_Data records:_
━━━━━━━━━━━━━━━━━━━━
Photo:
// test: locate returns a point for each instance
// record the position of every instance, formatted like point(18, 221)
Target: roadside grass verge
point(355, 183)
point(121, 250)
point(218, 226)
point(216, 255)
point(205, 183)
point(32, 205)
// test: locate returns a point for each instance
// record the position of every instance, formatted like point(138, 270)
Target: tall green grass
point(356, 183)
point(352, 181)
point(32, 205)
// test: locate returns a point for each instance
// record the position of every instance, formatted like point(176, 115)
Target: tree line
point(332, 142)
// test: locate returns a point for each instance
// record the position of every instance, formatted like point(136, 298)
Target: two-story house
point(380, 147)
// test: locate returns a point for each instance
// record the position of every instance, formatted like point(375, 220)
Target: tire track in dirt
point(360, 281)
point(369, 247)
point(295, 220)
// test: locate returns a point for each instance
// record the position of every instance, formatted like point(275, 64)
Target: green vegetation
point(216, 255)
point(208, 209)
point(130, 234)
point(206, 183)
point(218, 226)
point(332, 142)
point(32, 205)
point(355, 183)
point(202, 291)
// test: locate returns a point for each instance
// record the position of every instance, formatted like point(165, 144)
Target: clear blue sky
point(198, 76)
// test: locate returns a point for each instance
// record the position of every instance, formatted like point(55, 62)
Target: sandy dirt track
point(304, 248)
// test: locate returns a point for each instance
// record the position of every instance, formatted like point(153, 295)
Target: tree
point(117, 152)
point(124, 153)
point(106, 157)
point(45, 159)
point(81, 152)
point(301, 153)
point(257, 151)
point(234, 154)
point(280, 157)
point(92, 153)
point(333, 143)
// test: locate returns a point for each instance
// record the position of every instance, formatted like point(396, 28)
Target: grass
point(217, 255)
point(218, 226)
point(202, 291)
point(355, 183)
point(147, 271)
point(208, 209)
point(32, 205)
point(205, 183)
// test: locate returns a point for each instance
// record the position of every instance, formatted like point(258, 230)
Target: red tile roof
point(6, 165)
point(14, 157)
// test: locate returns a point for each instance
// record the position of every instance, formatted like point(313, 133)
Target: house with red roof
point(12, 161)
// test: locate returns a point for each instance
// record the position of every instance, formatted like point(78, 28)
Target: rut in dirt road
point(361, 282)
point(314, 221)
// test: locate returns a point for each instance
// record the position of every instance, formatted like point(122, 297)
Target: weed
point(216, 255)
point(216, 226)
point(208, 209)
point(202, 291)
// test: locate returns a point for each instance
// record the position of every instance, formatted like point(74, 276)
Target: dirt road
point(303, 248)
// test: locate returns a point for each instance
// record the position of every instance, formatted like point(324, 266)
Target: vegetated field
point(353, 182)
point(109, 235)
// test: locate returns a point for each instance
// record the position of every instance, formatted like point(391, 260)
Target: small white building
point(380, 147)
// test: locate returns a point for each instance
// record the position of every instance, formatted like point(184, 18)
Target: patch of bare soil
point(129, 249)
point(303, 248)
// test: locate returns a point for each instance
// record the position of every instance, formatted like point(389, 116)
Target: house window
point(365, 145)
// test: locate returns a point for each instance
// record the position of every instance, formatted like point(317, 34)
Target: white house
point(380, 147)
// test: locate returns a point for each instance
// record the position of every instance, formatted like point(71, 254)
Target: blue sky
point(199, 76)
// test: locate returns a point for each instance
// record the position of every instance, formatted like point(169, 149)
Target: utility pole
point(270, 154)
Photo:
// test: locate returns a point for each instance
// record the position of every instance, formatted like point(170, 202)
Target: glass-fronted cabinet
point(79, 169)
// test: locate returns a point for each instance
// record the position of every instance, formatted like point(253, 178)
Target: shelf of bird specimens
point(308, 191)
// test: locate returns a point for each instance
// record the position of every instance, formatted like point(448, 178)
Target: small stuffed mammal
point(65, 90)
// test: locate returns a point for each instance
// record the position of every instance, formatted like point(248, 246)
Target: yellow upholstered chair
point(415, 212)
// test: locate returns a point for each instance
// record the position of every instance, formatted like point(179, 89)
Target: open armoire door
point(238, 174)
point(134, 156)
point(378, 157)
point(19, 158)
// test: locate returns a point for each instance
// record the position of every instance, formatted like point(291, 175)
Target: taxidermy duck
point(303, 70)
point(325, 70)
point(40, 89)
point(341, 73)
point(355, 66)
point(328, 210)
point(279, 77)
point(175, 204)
━━━━━━━━━━━━━━━━━━━━
All that is wanted is a faithful reproduction of the line above with "like point(138, 270)", the line with "like point(176, 115)", and every line in between.

_Result:_
// record the position of every instance, formatted like point(138, 270)
Target: tall green grass
point(356, 183)
point(352, 181)
point(32, 205)
// test: locate returns a point for each instance
// record the position of every instance, formatted like point(176, 115)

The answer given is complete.